ЗАДАЧА 1:
Ответьте по отрывку о приезде в Ростов на три вопроса:
(a) В котором часу поезд прибывает в Ростов?
(b) Сколько дней Зарницкий уже встречал приезжающих?
(c) На чем подъезжают к перрону, когда слышится цоканье копыт?
ЗАДАЧА 2:
Выберите из записей все строки со словом «dark» и перепишите их. Регистр букв имеет значение.

Поезд прибывает в Ростов в шесть часов утра. Глубокая осень – конец ноября, еще ночь, темно… Но вдруг впереди – огни. Море огней. Вся станция залита электрическим светом. Я еще никогда не видела такого освещения. Вот что значит большой город! Я подумала, что это хорошее предзнаменование.

Сошли на перрон. Я прихорошилась еще в вагоне, сердце замирает – вот сейчас он встретит, поцелует, а от меня – тонкий аромат…

Но – никого. Ни-ко-го. Перрон пуст. Только мы со своими “картиной, корзиной, картонкой…”. “Поросеночек” видит, как я расстроилась, побежал на станцию узнавать. Позвонил оттуда по телефону в штаб. Вернулся обратно, рассказывает: Зарницкий, когда узнал, что мы приехали, страшно взволновался. Оказывается, он уже два дня нас встречал, а нас все не было. И как раз сегодня он не пошел встречать. Но сейчас будет.

И вот цоканье копыт, едет фаэтон, и на залитом светом перроне вижу – быстро, быстро, почти бежит к нам в длинной шинели “с разговорами”, стройный, на голове “спринцовка” буденовская с красной звездой[26]. Запыхался, взволнован.

– Видите, я вас сегодня не ждал, я даже небрит… Вы уж простите! – нетерпеливо заглядывает мне в лицо, но не поцеловал при всех, только смотрит на меня.

ВХОДНЫЕ ДАННЫЕ:
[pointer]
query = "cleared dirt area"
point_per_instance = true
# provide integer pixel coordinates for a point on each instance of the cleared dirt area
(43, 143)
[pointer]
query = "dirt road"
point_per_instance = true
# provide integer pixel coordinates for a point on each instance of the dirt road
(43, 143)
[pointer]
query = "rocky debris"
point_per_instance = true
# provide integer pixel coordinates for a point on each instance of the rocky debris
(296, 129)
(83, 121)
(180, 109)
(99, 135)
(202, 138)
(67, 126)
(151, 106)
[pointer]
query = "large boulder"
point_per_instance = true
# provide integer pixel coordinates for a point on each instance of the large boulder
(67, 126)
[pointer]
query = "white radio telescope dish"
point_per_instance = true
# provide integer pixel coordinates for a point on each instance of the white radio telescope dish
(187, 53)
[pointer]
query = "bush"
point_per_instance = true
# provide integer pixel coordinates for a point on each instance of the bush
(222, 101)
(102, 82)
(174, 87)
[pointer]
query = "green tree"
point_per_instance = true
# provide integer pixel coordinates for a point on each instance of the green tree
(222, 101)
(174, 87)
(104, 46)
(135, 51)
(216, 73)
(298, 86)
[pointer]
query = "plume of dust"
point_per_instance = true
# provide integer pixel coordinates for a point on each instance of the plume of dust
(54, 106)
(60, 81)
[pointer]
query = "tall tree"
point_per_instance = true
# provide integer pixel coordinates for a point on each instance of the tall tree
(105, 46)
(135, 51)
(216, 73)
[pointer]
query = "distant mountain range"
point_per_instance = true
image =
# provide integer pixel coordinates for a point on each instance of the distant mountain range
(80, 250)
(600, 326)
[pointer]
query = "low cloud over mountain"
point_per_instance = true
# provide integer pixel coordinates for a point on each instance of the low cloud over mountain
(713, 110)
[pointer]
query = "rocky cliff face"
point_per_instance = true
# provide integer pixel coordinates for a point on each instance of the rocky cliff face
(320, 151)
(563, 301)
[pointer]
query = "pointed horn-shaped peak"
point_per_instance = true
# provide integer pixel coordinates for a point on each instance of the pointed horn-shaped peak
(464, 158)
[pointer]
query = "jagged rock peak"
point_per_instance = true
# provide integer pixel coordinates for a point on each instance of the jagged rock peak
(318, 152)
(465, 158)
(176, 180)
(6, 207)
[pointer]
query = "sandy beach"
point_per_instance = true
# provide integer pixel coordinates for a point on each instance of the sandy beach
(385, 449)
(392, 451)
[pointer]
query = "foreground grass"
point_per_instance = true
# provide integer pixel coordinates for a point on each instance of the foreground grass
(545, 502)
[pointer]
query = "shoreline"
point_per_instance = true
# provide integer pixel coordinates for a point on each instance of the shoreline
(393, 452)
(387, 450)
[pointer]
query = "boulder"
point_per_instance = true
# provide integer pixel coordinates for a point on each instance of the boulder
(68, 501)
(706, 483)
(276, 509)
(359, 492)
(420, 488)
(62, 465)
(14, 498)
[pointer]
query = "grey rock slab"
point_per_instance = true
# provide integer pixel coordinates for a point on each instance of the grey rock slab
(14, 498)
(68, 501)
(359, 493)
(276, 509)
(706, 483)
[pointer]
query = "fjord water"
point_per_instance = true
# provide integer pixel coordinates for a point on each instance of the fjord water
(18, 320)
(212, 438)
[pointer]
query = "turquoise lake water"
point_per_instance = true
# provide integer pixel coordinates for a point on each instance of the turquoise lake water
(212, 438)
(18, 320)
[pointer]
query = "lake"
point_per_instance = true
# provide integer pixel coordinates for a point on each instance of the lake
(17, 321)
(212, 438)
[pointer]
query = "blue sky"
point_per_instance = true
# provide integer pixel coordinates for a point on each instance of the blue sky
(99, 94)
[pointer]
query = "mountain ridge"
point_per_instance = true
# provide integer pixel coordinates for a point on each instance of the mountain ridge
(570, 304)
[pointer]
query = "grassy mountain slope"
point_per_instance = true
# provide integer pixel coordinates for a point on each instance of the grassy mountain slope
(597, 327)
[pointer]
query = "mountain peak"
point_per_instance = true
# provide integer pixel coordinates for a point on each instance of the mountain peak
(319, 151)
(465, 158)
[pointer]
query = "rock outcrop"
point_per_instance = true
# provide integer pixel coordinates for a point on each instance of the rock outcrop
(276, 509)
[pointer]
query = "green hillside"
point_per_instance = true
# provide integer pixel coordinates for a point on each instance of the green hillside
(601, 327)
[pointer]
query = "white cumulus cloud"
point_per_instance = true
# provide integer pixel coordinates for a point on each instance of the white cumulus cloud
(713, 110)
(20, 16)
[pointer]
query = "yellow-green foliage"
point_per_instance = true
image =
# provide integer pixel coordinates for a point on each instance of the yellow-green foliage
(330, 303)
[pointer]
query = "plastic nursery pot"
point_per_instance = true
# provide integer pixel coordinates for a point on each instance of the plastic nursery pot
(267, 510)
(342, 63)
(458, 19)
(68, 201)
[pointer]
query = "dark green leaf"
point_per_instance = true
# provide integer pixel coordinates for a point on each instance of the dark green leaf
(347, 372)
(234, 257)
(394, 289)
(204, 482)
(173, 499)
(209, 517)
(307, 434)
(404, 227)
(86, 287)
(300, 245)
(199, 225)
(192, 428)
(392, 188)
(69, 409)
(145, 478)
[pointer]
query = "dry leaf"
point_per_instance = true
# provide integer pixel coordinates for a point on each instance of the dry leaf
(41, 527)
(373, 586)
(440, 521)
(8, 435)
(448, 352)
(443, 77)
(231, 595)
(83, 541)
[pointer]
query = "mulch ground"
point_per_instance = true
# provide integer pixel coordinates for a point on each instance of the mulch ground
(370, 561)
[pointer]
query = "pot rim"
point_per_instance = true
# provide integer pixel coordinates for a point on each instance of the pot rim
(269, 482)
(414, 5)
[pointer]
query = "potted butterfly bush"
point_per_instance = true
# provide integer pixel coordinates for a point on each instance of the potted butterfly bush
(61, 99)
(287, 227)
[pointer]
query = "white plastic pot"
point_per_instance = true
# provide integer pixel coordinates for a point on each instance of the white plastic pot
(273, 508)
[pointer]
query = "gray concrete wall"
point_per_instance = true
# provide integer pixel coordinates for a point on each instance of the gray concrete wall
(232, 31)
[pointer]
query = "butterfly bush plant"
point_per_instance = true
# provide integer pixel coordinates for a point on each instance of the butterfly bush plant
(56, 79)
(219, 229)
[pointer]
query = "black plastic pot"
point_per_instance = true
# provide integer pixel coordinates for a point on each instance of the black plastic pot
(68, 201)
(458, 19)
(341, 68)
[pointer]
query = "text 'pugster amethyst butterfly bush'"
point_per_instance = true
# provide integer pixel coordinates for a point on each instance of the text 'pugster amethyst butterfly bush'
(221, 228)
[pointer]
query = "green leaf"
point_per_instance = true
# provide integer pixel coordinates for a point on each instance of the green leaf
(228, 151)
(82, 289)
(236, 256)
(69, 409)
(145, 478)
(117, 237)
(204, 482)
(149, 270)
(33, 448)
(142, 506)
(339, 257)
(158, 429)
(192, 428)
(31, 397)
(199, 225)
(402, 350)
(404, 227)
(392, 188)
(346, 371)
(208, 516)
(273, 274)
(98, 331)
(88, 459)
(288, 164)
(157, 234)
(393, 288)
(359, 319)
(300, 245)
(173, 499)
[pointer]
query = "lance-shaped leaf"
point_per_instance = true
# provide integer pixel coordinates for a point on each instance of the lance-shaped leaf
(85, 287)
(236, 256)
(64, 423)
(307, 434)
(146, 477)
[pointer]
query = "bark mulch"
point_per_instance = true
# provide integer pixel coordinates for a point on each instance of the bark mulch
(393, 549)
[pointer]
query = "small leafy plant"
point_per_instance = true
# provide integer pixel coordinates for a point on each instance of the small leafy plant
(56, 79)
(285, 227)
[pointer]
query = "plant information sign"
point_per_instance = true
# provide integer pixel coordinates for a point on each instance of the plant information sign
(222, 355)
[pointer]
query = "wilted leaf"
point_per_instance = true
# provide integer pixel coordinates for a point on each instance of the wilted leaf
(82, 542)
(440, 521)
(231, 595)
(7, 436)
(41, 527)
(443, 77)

РЕШЕНИЕ УПРАЖНЕНИЯ 1:
(a) В шесть часов утра.
(b) Два дня.
(c) На фаэтоне.

РЕШЕНИЕ УПРАЖНЕНИЯ 2:
query = "dark green leaf"
# provide integer pixel coordinates for a point on each instance of the dark green leaf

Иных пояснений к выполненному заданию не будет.